DATA TO USE ::
====
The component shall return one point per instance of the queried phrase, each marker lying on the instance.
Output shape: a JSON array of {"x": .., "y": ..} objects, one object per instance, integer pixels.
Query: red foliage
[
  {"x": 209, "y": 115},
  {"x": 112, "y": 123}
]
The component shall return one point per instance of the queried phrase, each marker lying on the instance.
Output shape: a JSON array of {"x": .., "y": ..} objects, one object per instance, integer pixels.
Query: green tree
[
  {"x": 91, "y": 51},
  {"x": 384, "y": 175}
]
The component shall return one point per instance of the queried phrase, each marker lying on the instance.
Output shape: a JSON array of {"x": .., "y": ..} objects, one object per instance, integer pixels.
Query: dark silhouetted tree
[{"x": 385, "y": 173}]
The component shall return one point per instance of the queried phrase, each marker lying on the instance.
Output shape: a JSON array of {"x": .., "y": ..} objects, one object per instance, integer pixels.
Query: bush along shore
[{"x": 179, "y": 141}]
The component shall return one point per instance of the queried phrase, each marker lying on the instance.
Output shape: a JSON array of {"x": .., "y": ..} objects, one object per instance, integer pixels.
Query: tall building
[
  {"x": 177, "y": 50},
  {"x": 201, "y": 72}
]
====
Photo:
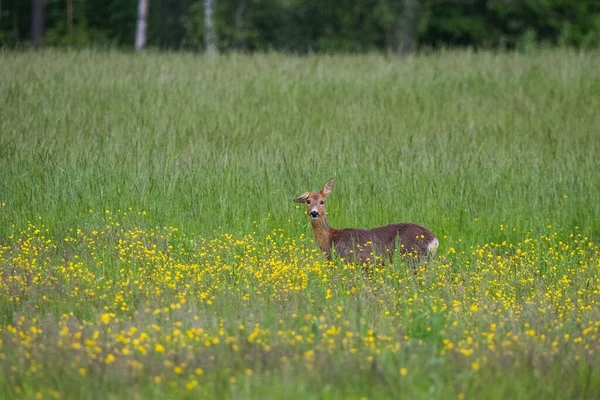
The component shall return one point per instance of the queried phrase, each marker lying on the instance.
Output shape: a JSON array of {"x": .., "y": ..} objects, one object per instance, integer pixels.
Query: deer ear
====
TASK STATEMENT ::
Pull out each line in the material above that contains the string "Query". Matching is case-sensitive.

SOLUTION FOR THIS TASK ::
Query: red foliage
Query: green tree
Query: dark silhouetted tree
Query: bush along shore
Query: tall building
Query: deer ear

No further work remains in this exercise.